▸ PROBLEM TO SOLVE: The line containing "of the plywood" marks where to begin; quote it and every line after it through the end of the data, exactly as written.

_ _ _

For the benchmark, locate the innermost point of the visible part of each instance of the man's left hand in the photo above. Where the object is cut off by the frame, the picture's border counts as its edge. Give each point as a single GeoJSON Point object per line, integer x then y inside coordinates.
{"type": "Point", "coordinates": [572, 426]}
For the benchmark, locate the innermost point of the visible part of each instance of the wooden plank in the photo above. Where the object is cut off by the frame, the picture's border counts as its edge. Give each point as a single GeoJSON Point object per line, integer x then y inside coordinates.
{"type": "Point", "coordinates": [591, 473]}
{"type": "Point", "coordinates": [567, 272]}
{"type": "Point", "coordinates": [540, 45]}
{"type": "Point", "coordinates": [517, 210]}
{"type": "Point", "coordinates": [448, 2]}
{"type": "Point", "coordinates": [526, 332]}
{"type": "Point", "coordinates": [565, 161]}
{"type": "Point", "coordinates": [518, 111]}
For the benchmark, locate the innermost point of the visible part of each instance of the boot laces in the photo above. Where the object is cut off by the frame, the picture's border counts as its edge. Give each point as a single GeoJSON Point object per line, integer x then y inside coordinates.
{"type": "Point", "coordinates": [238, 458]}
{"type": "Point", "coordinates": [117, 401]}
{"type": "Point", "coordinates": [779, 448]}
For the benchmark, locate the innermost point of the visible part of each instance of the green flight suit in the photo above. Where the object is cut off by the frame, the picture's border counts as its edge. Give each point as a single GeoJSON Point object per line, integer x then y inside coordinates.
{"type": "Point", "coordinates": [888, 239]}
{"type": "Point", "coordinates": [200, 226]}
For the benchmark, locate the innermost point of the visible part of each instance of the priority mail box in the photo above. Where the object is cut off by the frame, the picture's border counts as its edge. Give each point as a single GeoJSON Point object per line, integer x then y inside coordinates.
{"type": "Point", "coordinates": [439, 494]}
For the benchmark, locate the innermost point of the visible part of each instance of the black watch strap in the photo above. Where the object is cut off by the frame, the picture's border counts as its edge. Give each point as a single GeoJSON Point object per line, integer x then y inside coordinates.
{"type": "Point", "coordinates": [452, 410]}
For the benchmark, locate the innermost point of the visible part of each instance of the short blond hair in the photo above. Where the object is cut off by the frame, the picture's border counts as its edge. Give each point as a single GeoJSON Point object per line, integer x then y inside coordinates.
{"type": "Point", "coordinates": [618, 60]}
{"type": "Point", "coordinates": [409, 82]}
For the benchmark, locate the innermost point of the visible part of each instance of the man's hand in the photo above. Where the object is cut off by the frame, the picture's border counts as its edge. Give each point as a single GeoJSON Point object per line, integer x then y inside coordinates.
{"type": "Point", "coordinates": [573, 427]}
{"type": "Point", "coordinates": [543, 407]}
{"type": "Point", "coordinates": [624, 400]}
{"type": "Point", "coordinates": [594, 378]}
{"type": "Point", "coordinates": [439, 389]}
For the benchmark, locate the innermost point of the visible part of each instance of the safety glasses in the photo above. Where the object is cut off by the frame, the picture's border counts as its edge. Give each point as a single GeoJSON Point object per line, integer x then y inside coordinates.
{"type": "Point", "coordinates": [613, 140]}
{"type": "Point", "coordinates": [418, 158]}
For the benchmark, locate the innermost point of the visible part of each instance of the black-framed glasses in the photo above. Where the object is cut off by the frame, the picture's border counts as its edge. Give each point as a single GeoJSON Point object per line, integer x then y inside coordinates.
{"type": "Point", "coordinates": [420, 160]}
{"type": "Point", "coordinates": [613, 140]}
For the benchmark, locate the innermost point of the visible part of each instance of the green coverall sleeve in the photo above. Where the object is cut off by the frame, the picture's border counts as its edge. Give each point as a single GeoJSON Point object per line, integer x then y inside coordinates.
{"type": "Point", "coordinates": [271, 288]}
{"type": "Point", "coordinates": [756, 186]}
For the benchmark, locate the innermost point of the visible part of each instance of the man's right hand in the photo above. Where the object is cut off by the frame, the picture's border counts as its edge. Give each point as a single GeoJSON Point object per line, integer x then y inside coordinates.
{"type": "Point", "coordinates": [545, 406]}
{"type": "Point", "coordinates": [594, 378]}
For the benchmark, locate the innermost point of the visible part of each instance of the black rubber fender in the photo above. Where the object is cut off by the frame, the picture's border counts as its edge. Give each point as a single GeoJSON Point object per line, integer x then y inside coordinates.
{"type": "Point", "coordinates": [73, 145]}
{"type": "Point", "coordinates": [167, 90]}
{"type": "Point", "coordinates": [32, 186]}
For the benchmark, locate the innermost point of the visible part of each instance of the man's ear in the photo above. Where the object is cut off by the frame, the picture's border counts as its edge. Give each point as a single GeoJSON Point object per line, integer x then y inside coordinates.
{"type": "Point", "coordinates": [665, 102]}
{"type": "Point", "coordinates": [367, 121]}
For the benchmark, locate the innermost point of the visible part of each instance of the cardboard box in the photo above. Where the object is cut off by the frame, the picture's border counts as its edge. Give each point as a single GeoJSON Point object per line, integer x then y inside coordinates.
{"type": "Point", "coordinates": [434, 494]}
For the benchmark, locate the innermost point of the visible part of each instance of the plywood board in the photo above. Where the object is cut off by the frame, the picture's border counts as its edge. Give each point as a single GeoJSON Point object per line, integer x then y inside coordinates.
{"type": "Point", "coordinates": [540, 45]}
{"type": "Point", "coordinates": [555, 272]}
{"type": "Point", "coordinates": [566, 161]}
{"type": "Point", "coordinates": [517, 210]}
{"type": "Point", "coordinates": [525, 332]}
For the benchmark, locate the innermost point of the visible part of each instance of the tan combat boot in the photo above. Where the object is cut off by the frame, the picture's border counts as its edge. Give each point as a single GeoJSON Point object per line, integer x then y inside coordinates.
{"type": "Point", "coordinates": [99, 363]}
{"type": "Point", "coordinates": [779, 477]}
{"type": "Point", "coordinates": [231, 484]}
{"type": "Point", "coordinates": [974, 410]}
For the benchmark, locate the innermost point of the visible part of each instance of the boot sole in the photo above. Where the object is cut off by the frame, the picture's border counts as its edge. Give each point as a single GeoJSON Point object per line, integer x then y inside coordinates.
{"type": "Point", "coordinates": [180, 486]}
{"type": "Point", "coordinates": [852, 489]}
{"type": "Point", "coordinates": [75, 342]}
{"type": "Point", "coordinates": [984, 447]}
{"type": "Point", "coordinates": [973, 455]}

_ _ _

▸ TASK ANSWER:
For the benchmark, locate the innermost point of the visible part of each instance of the plywood board in the photo above. Where the object is cut off by the frame, the picture's border counts as its edge. Give each point as a single GeoJSON Point object per line, integer x then y inside coordinates.
{"type": "Point", "coordinates": [540, 45]}
{"type": "Point", "coordinates": [555, 272]}
{"type": "Point", "coordinates": [566, 161]}
{"type": "Point", "coordinates": [517, 210]}
{"type": "Point", "coordinates": [525, 332]}
For the benchmark, locate the innermost point of the visible part of each instance of the tan combat boot in the photo above. Where the object is cut off by the frame, the picture's border counts as its edge. Give each point as a single GeoJSON Point object per line, integer x then y inside coordinates.
{"type": "Point", "coordinates": [99, 363]}
{"type": "Point", "coordinates": [779, 477]}
{"type": "Point", "coordinates": [231, 484]}
{"type": "Point", "coordinates": [974, 410]}
For the benchmark, locate the innermost point of the visible part of each instance of the boot sole in the photo above. Where the object is cut off by the frame, the picture's border counts as its edge. Give each point as a single GeoJSON Point object per line, integer x then y inside coordinates.
{"type": "Point", "coordinates": [180, 486]}
{"type": "Point", "coordinates": [852, 489]}
{"type": "Point", "coordinates": [75, 342]}
{"type": "Point", "coordinates": [984, 447]}
{"type": "Point", "coordinates": [973, 455]}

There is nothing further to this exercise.